Collect every line below that contains the word "windshield", and copy each one out in full.

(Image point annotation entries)
● ● ● ● ● ● ●
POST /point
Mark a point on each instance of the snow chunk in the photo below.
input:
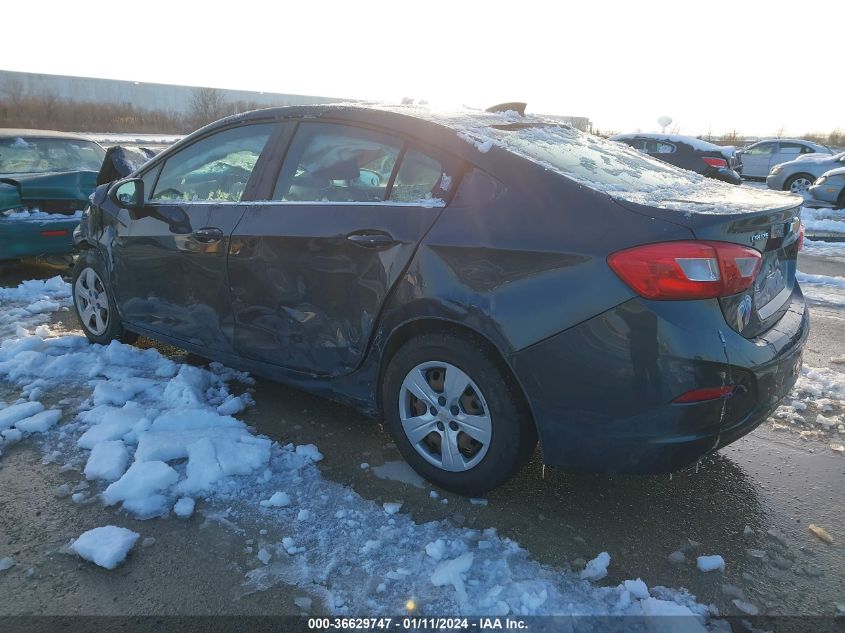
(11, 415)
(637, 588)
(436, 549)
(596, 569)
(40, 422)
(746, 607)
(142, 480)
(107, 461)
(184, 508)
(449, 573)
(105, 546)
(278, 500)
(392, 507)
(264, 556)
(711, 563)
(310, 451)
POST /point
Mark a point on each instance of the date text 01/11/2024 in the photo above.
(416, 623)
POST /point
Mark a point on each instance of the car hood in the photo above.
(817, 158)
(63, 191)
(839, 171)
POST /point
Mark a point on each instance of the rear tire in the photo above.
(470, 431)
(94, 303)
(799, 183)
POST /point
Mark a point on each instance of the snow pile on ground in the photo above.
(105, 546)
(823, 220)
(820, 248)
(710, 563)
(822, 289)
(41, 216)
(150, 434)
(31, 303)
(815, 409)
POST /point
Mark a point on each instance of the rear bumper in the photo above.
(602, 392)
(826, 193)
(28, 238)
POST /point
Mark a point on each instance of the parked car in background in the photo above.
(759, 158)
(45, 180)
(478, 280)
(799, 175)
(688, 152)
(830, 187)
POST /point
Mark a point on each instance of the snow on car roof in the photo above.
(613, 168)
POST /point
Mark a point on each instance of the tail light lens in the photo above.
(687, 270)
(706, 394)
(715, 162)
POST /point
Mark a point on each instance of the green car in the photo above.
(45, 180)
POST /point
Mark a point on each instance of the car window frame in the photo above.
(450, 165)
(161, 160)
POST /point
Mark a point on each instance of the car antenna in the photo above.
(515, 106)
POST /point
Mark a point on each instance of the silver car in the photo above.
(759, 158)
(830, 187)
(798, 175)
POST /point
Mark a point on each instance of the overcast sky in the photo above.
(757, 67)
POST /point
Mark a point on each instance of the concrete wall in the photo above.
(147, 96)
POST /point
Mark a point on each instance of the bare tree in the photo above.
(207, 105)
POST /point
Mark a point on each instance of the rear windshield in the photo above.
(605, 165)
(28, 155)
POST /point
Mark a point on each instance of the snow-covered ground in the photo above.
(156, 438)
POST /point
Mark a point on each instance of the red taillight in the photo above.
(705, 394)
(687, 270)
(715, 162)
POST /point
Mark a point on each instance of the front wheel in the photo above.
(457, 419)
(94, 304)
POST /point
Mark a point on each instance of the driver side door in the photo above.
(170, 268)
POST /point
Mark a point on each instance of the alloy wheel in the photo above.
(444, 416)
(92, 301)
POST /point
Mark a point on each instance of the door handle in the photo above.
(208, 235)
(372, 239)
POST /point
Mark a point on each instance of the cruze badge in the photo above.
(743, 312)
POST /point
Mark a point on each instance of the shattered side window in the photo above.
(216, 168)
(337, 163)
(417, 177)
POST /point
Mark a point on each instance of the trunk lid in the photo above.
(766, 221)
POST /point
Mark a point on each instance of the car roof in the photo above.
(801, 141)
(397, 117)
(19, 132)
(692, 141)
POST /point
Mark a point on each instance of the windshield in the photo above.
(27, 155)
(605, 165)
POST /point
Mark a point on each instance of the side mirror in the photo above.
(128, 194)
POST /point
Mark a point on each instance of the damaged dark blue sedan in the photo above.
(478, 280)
● ● ● ● ● ● ●
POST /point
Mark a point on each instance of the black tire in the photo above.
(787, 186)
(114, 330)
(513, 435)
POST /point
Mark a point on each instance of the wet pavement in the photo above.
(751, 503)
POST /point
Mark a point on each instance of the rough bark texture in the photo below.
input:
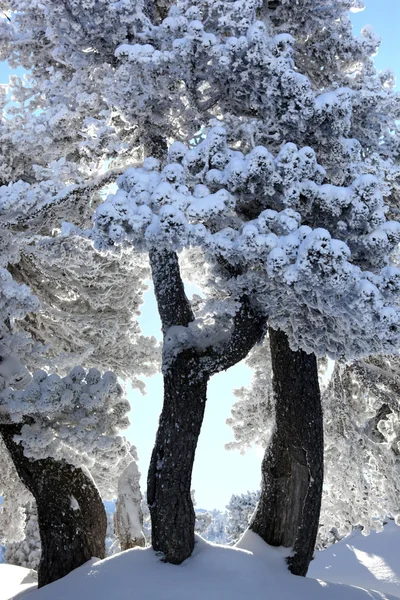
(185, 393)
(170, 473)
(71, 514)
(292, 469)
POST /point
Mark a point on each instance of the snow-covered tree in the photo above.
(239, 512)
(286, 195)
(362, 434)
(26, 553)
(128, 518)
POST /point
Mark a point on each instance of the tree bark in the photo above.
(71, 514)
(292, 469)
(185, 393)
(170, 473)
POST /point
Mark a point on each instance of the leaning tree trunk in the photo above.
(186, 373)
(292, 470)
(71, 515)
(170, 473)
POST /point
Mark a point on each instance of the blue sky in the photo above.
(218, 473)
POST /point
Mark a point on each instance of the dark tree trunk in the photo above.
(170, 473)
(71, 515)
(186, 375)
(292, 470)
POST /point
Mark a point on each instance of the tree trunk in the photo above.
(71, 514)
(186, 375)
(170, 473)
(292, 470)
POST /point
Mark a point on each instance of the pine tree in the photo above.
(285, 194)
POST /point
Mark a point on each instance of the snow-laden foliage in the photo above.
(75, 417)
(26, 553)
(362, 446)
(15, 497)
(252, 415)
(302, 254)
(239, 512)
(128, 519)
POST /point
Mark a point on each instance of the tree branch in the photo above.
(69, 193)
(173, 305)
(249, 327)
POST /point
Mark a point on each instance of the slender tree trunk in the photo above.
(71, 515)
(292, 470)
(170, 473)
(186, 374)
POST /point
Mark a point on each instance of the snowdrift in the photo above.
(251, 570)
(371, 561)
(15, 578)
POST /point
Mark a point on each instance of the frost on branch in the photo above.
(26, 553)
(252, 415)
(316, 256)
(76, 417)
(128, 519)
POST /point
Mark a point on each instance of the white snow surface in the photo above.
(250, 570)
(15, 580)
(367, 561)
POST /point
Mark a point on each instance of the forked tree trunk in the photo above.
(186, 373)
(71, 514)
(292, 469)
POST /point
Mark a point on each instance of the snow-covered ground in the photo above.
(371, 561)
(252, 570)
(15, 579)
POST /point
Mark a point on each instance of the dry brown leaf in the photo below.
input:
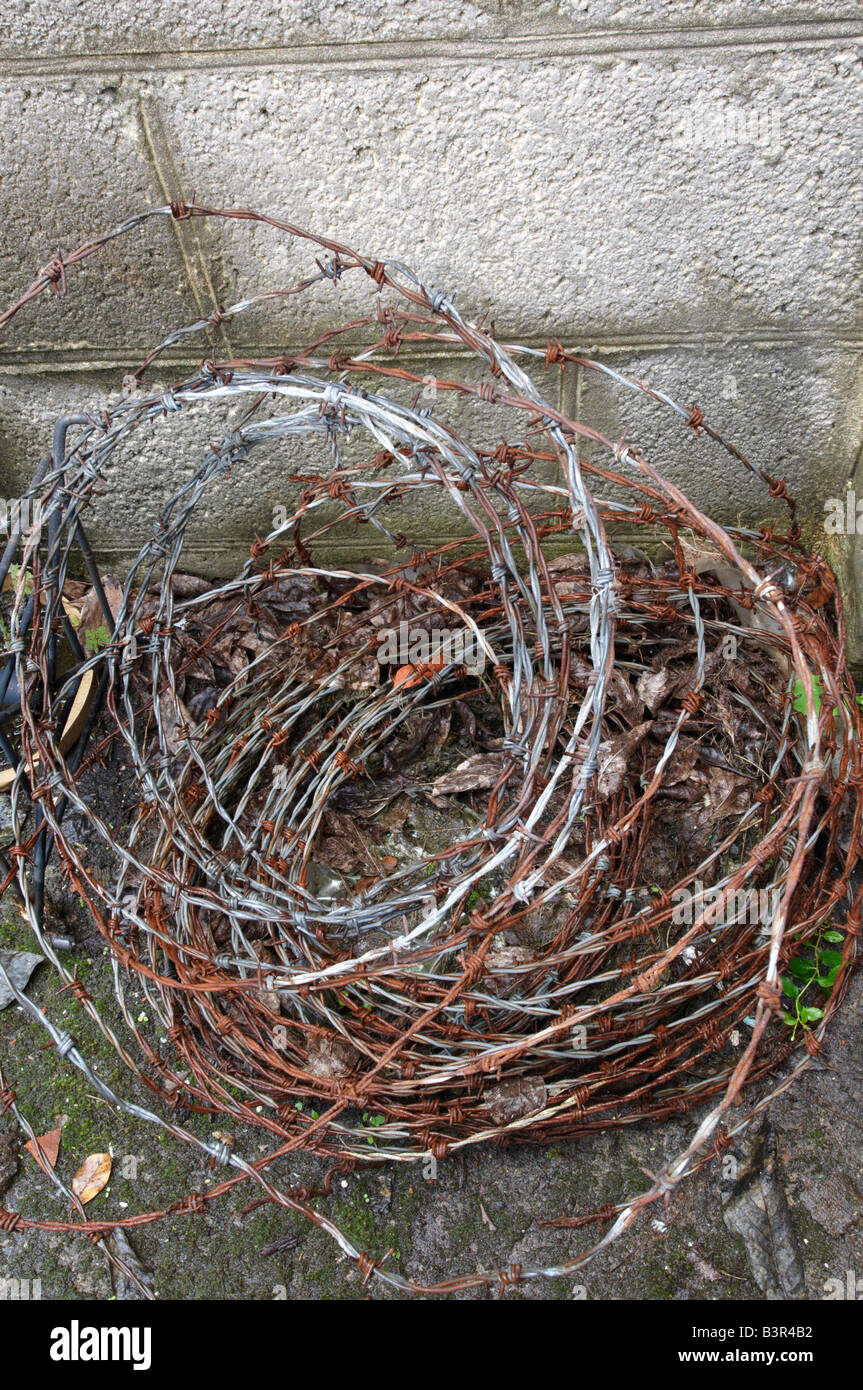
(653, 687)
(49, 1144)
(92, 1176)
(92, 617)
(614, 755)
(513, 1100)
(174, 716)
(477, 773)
● ● ● ● ● ● ●
=== FINISHED EXERCISE ===
Mark a point on each instance of the rear windshield in the photo above.
Mark a point on each instance of the windshield in the photo above.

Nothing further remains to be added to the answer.